Return every line of the entries below that contains the word "building", and treat uppercase and lowercase letters as different.

_ _ _ _

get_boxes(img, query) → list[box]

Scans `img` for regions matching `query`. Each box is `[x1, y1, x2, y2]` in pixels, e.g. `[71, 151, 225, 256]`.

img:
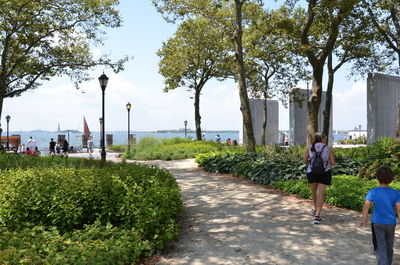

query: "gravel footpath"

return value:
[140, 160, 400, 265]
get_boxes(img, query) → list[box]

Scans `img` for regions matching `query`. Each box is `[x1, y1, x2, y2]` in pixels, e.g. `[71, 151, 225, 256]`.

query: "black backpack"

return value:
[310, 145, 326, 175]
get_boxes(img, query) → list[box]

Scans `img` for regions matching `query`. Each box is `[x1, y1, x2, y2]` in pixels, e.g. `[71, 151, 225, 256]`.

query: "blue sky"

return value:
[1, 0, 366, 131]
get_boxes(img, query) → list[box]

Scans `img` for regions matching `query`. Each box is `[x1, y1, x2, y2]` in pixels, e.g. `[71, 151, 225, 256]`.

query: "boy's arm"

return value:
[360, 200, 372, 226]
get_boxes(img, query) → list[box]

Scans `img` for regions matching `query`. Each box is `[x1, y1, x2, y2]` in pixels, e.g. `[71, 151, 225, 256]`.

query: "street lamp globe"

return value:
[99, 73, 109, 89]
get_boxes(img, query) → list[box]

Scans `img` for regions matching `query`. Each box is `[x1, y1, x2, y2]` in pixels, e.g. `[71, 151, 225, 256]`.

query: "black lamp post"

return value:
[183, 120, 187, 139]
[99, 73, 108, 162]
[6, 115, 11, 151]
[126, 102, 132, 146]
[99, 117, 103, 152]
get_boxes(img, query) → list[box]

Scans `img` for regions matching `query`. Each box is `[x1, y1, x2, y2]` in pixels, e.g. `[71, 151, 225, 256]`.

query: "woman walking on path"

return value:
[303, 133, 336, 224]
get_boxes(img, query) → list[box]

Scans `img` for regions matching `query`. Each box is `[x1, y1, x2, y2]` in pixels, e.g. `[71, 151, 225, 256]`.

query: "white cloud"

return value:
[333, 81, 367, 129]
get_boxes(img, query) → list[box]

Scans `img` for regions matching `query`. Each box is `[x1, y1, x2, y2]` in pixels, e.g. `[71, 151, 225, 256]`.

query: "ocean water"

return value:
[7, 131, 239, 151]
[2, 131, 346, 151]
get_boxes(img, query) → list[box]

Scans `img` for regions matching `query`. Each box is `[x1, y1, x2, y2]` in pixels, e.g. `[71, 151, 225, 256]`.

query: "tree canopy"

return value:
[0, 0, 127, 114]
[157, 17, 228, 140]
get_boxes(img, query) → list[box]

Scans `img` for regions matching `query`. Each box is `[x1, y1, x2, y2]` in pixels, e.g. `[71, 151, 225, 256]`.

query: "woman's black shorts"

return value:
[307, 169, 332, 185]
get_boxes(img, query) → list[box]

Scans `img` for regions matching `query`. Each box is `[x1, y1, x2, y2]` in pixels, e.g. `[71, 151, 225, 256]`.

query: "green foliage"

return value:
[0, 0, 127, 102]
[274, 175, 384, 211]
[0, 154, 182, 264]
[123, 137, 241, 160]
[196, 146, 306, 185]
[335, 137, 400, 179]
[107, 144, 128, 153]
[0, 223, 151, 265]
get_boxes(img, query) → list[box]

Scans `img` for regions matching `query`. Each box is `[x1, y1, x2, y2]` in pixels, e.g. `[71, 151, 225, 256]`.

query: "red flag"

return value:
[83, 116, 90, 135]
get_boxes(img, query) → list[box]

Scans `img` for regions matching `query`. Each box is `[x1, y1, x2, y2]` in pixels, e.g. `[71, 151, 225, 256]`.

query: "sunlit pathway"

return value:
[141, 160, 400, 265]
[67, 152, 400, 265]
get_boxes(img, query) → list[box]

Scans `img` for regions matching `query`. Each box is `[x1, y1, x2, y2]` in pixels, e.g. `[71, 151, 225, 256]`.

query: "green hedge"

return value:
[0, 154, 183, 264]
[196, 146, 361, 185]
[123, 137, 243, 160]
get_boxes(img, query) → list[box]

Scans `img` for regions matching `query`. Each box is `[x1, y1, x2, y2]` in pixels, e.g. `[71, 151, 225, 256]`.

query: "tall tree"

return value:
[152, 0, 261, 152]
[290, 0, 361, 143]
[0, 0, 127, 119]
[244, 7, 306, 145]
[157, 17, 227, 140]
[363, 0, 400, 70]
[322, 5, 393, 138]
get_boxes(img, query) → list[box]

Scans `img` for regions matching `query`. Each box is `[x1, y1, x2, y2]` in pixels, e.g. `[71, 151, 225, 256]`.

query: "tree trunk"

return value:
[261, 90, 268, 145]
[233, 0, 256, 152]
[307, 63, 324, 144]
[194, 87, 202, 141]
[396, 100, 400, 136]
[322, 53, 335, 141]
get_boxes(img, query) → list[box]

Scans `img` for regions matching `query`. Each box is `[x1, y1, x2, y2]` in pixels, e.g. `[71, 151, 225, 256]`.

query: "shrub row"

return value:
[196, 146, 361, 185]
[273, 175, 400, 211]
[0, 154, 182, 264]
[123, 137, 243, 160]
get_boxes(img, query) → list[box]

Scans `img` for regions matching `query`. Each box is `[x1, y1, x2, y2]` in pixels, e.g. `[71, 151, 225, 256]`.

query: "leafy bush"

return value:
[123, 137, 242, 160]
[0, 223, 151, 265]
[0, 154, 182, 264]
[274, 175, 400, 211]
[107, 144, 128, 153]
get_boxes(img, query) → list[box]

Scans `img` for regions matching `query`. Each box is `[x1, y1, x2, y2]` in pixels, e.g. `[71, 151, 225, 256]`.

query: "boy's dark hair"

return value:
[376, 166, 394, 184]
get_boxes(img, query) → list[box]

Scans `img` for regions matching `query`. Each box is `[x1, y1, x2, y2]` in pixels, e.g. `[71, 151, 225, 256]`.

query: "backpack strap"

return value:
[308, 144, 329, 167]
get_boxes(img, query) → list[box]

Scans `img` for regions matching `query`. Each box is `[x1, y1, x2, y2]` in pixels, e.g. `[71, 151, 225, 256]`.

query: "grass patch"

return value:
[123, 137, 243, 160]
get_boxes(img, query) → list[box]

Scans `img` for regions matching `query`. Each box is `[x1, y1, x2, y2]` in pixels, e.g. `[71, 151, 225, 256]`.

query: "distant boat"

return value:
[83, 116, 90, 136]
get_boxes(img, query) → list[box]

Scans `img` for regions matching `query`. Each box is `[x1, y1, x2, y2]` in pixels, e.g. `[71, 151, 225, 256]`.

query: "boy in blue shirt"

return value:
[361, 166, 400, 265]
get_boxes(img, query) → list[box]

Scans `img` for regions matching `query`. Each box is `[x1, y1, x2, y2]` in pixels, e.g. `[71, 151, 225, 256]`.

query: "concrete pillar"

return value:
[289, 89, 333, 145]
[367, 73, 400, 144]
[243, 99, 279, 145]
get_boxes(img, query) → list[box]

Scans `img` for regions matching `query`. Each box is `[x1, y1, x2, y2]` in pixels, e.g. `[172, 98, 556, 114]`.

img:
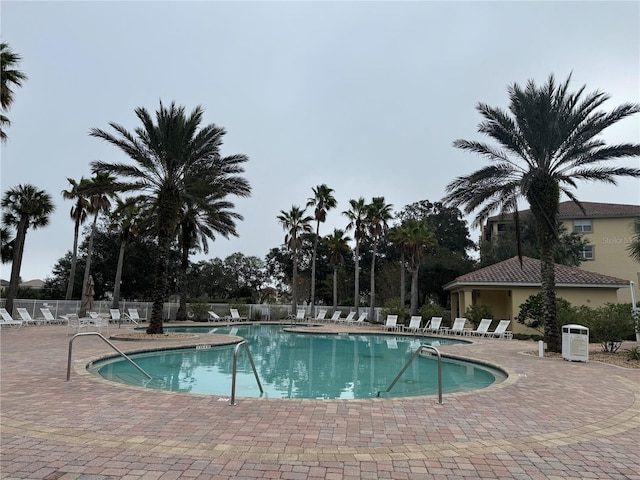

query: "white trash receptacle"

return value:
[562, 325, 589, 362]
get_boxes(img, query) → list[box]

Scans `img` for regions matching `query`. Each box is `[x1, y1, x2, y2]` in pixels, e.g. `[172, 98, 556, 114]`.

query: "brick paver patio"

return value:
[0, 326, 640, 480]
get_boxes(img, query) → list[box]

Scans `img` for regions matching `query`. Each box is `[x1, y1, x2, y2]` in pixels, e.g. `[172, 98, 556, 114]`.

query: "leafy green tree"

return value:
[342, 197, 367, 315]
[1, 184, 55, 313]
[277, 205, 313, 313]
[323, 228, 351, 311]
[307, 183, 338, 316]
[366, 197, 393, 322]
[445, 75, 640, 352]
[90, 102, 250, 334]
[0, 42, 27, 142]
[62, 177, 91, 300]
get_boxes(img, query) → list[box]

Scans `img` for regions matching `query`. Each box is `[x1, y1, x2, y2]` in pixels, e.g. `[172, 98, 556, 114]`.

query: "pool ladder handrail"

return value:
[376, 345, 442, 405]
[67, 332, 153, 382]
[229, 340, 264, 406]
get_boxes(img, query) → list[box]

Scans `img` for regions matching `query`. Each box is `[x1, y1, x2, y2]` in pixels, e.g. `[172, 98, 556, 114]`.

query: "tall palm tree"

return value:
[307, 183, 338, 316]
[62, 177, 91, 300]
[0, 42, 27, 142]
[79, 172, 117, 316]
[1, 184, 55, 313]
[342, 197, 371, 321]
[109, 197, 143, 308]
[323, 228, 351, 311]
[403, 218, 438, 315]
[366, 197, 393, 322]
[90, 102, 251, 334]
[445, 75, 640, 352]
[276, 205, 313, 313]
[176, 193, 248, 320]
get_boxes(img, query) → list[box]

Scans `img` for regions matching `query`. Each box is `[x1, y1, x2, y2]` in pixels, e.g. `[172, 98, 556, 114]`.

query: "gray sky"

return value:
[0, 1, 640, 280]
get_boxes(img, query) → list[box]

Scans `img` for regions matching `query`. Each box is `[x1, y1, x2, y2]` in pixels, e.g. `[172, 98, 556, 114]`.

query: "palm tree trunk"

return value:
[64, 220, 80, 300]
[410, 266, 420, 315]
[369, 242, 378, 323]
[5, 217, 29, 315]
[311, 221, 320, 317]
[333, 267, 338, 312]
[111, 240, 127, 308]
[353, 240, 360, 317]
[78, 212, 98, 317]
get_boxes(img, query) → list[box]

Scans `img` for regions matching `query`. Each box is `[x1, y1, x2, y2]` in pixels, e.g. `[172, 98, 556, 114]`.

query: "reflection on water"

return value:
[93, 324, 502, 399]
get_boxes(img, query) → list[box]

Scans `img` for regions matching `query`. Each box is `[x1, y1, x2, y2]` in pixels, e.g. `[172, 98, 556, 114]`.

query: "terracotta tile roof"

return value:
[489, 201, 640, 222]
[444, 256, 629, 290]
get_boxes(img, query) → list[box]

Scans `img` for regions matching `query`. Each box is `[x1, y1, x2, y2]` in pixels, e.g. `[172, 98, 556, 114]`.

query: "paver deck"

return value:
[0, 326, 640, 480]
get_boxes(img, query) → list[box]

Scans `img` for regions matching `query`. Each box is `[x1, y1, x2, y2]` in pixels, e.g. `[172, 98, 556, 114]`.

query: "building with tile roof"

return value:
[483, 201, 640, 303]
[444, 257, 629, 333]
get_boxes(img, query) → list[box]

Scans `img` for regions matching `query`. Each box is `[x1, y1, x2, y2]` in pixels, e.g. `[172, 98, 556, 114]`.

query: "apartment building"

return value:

_ _ _ _

EXERCISE ANSWER
query: "building with tile roof"
query: "apartment building"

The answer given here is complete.